┏━━

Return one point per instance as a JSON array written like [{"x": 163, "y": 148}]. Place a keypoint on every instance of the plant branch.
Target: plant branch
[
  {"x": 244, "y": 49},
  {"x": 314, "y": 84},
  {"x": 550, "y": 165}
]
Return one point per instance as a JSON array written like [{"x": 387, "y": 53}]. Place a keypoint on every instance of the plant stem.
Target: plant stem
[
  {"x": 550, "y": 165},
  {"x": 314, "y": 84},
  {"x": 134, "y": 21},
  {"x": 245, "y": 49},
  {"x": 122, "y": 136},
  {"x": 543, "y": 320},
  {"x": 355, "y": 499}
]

┗━━
┏━━

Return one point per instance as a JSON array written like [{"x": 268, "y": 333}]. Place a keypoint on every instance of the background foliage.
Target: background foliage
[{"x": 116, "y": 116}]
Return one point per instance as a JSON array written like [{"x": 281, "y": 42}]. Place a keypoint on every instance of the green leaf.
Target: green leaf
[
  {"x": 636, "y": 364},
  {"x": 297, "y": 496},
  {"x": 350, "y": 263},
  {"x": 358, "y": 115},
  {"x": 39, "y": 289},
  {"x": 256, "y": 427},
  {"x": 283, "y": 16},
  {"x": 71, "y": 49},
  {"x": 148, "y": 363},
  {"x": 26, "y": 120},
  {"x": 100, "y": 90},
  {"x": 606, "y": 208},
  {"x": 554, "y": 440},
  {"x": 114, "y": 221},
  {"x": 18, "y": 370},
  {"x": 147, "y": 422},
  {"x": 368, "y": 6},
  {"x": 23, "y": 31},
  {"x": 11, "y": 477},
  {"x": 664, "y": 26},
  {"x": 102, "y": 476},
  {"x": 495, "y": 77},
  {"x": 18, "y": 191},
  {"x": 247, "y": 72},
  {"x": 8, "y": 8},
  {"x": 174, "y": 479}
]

┗━━

▶ **WRITTEN INSTRUCTION**
Show each line of the rows above that contains the string "foliage". Case counts.

▶ **CORRECT OUTPUT**
Return one point per instance as a JSON array written like [{"x": 268, "y": 333}]. Place a keypoint on every instance of the background foliage.
Target: background foliage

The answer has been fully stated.